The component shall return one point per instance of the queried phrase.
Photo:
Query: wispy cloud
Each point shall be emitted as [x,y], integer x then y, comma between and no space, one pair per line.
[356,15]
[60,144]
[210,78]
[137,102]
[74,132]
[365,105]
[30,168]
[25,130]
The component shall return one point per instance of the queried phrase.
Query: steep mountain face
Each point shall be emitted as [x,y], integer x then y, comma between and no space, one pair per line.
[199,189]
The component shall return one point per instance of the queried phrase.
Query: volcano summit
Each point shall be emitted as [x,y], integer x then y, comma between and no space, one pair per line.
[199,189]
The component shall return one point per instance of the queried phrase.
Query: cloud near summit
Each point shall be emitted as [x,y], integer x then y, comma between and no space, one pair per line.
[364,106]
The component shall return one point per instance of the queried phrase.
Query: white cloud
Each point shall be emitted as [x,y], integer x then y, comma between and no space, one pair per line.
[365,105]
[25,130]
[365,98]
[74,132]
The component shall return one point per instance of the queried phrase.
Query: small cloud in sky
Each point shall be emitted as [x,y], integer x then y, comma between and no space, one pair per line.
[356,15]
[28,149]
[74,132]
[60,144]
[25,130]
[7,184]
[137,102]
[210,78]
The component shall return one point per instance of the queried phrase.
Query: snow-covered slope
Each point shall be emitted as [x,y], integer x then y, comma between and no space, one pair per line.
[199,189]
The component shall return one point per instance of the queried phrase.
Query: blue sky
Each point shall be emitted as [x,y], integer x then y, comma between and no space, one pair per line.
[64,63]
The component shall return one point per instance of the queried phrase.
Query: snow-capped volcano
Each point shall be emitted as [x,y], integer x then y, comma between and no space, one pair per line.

++++

# 任务要求:
能把上面所有条目的每一行都写成编号列表吗？空行不计入。

# 本题解答:
1. The component shall return one point per instance of the queried phrase.
2. Photo:
3. Query: wispy cloud
4. Each point shall be emitted as [x,y], integer x then y, comma between and no space, one pair per line.
5. [356,15]
6. [60,144]
7. [210,78]
8. [137,102]
9. [74,132]
10. [365,105]
11. [30,168]
12. [25,130]
13. The component shall return one point per instance of the queried phrase.
14. Query: steep mountain face
15. Each point shall be emitted as [x,y], integer x then y, comma between and no space, one pair per line.
16. [199,189]
17. The component shall return one point per instance of the queried phrase.
18. Query: volcano summit
19. Each point shall be emitted as [x,y], integer x then y, comma between and no space, one pair per line.
20. [199,189]
21. The component shall return one point per instance of the queried phrase.
22. Query: cloud near summit
23. Each point shall be emitted as [x,y], integer x then y, comma between and no space, one pair per line.
24. [364,106]
25. The component shall return one point per instance of the queried phrase.
26. Query: white cloud
27. Each point shall be emitted as [x,y], integer x then y, comma between and no space, one pair per line.
28. [365,105]
29. [25,130]
30. [365,98]
31. [74,132]
32. The component shall return one point per instance of the queried phrase.
33. Query: small cloud in sky
34. Each point shall be emitted as [x,y], integer x then y, comma between and no space, one pair per line.
35. [356,15]
36. [28,149]
37. [74,132]
38. [60,144]
39. [25,130]
40. [7,184]
41. [137,102]
42. [210,78]
43. The component shall return one point per instance of the queried phrase.
44. Query: snow-covered slope
45. Each point shall be emitted as [x,y], integer x then y, comma between and no space, one pair per line.
46. [199,189]
47. The component shall return one point per instance of the queried phrase.
48. Query: blue sky
49. Each point shall be emitted as [x,y], integer x then y, comma between and no space, one pair per line.
50. [64,63]
51. The component shall return one point per instance of the queried phrase.
52. Query: snow-capped volcano
53. Each point shall be emitted as [x,y], integer x then y, comma between and no space, one pair per line.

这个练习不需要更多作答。